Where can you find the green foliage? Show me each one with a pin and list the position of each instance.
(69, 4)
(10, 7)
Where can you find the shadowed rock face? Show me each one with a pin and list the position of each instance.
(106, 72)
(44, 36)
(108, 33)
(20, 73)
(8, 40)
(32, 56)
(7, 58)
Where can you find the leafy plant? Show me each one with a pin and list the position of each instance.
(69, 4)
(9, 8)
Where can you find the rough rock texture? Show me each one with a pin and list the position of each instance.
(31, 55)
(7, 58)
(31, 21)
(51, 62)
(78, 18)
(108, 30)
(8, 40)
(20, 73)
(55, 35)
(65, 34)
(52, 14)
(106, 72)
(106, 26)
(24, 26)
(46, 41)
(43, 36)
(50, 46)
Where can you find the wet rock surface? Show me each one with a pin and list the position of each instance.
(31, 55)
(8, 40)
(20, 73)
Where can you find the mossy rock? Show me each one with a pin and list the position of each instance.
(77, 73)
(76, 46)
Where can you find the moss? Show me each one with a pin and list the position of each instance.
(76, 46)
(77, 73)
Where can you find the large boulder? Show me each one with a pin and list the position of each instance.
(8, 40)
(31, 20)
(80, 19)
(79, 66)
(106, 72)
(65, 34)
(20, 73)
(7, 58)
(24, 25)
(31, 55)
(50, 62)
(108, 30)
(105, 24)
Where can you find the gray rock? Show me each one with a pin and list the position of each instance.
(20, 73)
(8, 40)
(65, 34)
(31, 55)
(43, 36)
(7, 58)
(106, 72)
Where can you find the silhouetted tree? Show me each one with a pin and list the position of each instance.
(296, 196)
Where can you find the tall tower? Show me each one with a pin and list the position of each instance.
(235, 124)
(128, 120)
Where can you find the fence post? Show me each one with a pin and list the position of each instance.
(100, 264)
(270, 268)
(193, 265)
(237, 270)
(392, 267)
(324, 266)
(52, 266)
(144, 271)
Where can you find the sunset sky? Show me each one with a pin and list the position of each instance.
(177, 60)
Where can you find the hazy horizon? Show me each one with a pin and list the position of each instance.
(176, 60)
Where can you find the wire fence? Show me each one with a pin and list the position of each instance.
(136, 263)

===============

Goal:
Copy out the part of the entries from the line containing "Where can you find the fence" through the last line above, both ends included, and subtract 5 from each number in every coordinate pair as you go. Every other line stays as it is.

Output of the exercise:
Where can you find the fence post? Show me each one with a pin and list the position of each instance.
(95, 259)
(265, 263)
(188, 260)
(232, 265)
(387, 262)
(319, 261)
(47, 261)
(139, 266)
Where can you find the sunset sky? Show me each one with a pin and list the position of each instance.
(172, 55)
Where can you find the hazy horizon? Show me each one with a pin and list the position of each instance.
(171, 55)
Where can you find the wire fence? Show me each one with a pin and list the position of each instance.
(131, 258)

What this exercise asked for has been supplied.